=== Text block ===
>> Begin

They transform our perspectives! It is evident that they were not merely primitive, fearsome prehistoric people wielding clubs and inarticulate roars. Instead, they were people who, following the conclusion of the last ice age, pioneered the first European culture, complete with all the hallmarks of an urban lifestyle – metallurgy, script, architecture, social organization, a refined appreciation for art, trade, and more.
Vinča people have enlightened us, indicating that prehistoric people in the Neolithic era had the ability to construct houses, utilize ovens, and comprehend principles such as the golden ratio, along with the rules of contemporary architecture – embracing form, function, construction, and artistry.
The figurines left behind by Vinča people offer insight into their clothing practices, revealing that they crafted garments from finely woven fabric using thin yarn, indicative of their cultivation of flax. Upon closer examination of these exquisite figurines, one quickly discovers that women wore clothes featuring a V-neckline. This design was not only practical but also feminine, simple, and attractive..

>> End

=== Data shown ===
>> Begin

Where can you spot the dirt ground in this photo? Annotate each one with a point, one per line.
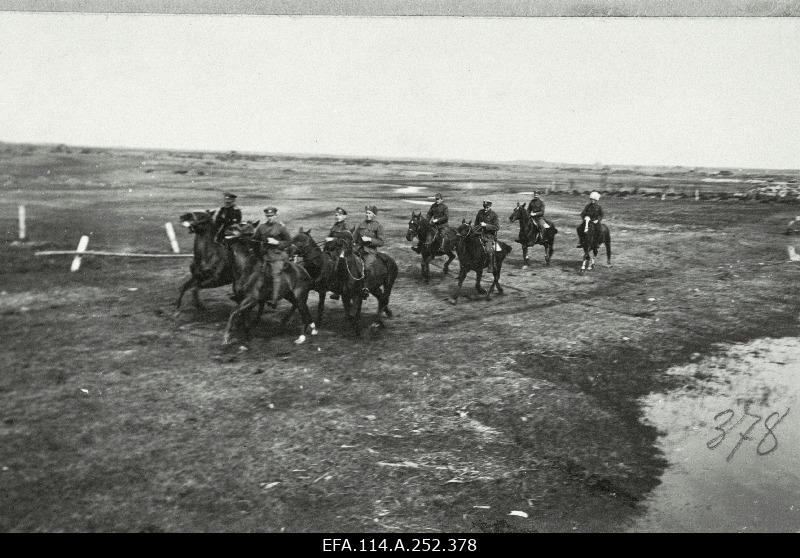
(118, 415)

>> End

=== Written request ===
Copy the text about the Vinča people from "They transform our" up to and including "trade, and more.", substituting "spears" for "clubs". The listing was taken from a separate source.

=== Answer to the task ===
They transform our perspectives! It is evident that they were not merely primitive, fearsome prehistoric people wielding spears and inarticulate roars. Instead, they were people who, following the conclusion of the last ice age, pioneered the first European culture, complete with all the hallmarks of an urban lifestyle – metallurgy, script, architecture, social organization, a refined appreciation for art, trade, and more.